Exercise brief: Give an exact transcription of every line, dropping the images.

=== Entries ===

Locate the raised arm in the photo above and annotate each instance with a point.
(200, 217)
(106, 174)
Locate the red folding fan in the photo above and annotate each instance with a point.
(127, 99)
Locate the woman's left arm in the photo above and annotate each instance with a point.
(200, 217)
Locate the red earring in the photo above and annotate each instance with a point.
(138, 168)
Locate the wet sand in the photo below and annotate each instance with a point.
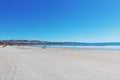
(33, 63)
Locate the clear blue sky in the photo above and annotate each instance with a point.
(60, 20)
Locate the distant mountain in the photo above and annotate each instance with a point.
(37, 42)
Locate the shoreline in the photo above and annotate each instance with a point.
(34, 63)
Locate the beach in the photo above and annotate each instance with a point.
(35, 63)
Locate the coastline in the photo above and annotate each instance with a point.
(35, 63)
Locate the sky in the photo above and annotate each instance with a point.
(60, 20)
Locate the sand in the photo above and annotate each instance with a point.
(32, 63)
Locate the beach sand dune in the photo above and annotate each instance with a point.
(32, 63)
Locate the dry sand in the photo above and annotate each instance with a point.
(30, 63)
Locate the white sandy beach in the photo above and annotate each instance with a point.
(32, 63)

===

Answer to the task:
Locate the raised arm in the photo above and annotate each instance with a point.
(200, 217)
(106, 174)
Locate the red folding fan in the photo above and annotate each instance with a point.
(127, 99)
Locate the woman's left arm in the photo above and annotate each instance with a point.
(200, 217)
Locate the red earring in the photo above and annotate each instance with a point.
(138, 168)
Locate the wet sand in the photo below and annotate each instance with a point.
(33, 63)
Locate the clear blue sky in the photo above and annotate each instance with a point.
(60, 20)
Locate the distant mountain in the photo above and annotate each instance with a point.
(37, 42)
Locate the shoreline in the photo above and annotate each instance with a point.
(34, 63)
Locate the beach in the photo above and annotate each instance with a point.
(35, 63)
Locate the coastline in the photo above and annotate each instance with a point.
(35, 63)
Locate the sky in the photo above and annotate each instance with a point.
(60, 20)
Locate the sand in the photo above and annotate each instance with a point.
(32, 63)
Locate the beach sand dune in the photo above and annotate each instance with a point.
(32, 63)
Locate the dry sand in the photo above and annotate each instance with a point.
(30, 63)
Locate the white sandy beach in the photo above and annotate each instance with a point.
(32, 63)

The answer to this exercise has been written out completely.